Work to be completed:
Print, exactly and with no pictures, the line containing "# find one point per instance of the forest understory;" and each line after it to the end of the entries below.

The data:

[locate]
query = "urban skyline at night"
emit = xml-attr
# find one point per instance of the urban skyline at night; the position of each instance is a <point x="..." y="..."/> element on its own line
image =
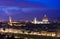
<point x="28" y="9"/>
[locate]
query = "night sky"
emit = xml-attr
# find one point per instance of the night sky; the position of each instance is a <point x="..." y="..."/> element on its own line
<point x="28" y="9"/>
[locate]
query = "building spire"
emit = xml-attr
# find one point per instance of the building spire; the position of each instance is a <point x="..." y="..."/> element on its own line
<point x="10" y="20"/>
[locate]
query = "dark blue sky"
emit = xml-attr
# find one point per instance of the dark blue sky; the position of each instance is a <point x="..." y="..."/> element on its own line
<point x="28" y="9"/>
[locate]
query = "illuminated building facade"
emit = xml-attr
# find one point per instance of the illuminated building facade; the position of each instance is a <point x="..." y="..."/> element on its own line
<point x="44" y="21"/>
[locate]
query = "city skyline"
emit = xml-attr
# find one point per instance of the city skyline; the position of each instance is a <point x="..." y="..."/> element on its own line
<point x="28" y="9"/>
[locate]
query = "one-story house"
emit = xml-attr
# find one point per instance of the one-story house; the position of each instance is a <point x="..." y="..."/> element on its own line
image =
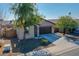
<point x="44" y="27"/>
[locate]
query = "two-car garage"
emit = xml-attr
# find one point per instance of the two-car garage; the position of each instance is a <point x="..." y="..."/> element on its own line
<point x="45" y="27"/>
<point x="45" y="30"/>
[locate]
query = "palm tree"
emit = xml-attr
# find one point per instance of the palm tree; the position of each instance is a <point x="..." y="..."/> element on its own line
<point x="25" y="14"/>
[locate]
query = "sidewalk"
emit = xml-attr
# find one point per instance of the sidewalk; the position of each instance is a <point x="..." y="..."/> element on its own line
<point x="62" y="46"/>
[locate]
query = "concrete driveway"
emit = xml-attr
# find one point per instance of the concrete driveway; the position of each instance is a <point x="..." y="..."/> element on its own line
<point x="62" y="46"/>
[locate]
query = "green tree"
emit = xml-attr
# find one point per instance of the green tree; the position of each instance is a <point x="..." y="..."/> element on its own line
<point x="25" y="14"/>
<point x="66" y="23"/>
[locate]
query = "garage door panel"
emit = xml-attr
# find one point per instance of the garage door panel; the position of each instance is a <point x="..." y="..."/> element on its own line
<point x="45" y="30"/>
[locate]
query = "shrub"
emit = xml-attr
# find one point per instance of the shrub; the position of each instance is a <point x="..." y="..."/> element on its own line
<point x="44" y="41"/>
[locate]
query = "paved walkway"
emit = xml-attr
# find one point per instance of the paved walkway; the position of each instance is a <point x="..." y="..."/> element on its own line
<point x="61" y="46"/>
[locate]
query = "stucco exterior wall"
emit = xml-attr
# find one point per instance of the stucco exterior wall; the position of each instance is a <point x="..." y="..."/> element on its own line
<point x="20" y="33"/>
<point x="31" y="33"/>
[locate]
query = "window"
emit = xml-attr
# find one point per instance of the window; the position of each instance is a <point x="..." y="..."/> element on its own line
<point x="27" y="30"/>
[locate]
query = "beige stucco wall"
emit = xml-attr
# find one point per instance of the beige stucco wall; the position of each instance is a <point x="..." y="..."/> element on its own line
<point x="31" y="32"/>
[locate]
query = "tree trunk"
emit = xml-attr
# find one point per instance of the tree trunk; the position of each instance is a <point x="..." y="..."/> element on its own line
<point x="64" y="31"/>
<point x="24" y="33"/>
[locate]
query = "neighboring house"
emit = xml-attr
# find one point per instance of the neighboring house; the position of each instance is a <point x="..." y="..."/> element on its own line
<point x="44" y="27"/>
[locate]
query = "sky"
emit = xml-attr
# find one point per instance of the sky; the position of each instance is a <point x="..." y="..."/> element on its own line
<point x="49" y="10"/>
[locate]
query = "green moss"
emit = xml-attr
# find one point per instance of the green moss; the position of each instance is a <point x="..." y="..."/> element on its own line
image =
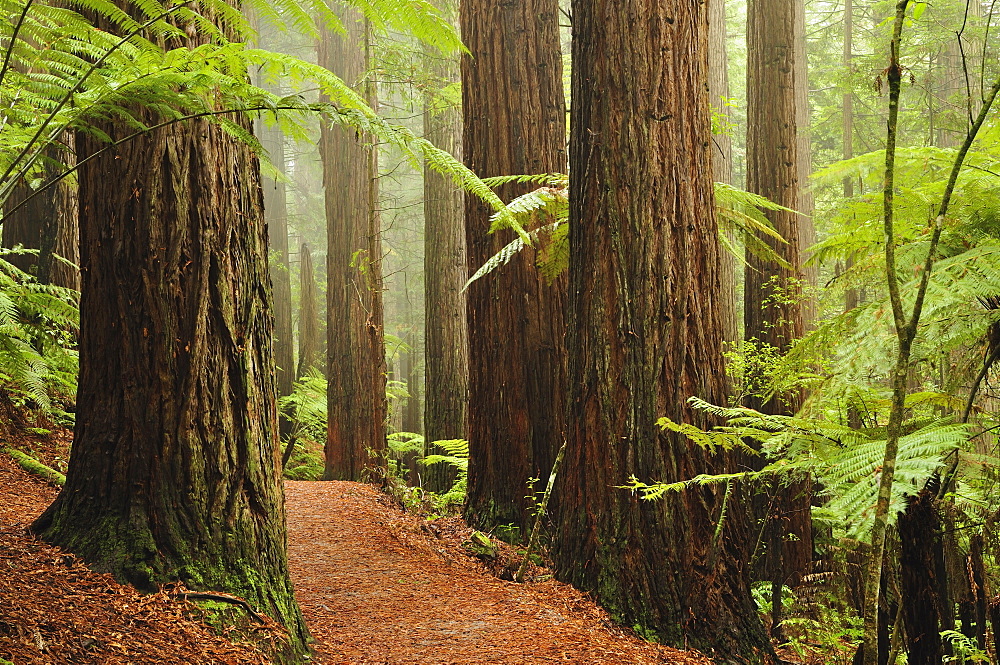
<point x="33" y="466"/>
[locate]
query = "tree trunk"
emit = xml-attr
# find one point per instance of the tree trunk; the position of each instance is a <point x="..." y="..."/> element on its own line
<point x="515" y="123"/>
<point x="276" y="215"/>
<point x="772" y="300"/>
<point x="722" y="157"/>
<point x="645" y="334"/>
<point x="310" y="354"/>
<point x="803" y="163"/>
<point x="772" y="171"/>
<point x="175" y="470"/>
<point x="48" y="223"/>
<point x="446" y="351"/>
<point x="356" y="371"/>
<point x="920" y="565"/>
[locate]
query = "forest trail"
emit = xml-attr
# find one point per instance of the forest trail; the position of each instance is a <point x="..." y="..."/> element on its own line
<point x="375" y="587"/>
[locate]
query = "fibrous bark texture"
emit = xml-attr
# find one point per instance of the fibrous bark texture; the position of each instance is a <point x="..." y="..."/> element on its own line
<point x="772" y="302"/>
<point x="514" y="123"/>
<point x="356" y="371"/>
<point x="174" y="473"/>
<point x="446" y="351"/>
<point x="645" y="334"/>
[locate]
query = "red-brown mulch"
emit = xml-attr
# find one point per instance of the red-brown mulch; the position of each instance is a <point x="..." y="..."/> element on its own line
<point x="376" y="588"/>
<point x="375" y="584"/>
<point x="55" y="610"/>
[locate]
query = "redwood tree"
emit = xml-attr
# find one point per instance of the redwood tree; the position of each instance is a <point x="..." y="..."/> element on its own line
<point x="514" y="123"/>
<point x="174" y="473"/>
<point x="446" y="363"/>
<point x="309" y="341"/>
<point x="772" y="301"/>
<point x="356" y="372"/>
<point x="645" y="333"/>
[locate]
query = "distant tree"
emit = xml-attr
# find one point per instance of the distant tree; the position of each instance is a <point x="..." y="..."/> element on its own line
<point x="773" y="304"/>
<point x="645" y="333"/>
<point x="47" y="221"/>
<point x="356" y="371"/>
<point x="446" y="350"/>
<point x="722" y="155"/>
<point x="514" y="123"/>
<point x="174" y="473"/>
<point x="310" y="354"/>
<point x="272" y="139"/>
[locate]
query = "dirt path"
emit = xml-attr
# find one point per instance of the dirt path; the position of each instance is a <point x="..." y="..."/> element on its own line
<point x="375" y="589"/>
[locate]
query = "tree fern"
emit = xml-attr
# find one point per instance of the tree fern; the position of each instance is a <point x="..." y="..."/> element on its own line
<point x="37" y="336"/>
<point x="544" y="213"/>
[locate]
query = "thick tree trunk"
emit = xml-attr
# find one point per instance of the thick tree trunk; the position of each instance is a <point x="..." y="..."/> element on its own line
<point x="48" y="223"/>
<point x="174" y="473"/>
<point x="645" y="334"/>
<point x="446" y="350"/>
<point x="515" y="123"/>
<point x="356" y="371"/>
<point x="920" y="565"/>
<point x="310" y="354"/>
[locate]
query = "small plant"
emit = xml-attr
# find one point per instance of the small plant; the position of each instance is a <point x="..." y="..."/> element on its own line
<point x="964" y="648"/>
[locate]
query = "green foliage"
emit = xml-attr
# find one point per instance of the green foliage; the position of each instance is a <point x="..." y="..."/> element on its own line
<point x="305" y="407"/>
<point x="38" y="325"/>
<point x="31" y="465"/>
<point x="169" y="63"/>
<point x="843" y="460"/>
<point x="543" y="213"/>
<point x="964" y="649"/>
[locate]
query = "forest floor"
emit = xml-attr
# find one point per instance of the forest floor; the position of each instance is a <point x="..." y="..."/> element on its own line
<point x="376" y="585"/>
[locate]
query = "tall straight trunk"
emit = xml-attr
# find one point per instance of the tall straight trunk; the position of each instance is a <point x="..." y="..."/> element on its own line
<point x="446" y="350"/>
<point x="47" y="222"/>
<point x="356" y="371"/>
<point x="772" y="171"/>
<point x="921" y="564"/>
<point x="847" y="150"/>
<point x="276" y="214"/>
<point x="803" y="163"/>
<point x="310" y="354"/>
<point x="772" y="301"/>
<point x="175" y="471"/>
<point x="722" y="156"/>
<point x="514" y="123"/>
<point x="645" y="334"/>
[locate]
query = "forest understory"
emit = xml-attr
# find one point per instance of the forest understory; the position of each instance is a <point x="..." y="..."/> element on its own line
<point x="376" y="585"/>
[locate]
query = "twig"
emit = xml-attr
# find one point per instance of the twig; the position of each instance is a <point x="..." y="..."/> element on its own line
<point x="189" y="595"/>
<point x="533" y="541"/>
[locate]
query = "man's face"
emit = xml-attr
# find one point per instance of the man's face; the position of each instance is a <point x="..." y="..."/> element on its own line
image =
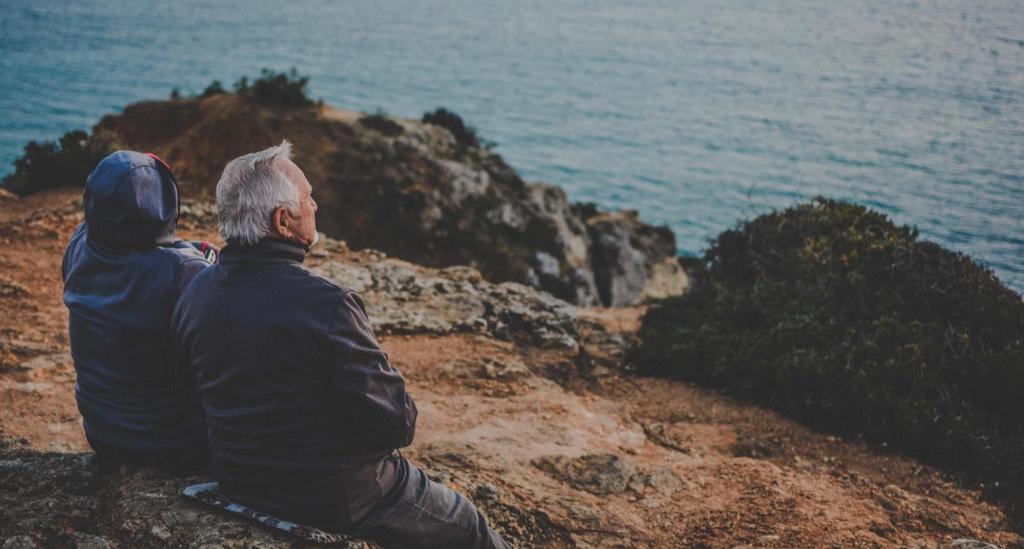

Solution to this exercise:
# find one point per instance of the forest understory; the position of each instance is a <point x="..." y="..."/> element on its own line
<point x="376" y="585"/>
[locate]
query = "twig"
emit = xml-attr
# find one point per instance of the twig; the position of each instance is a <point x="..." y="..."/> element on its own line
<point x="189" y="595"/>
<point x="533" y="541"/>
[locate]
query = "man's face"
emit = xml-attr
# find one point per instance of the man's face; the position of each instance is a <point x="..." y="..."/> element on its own line
image =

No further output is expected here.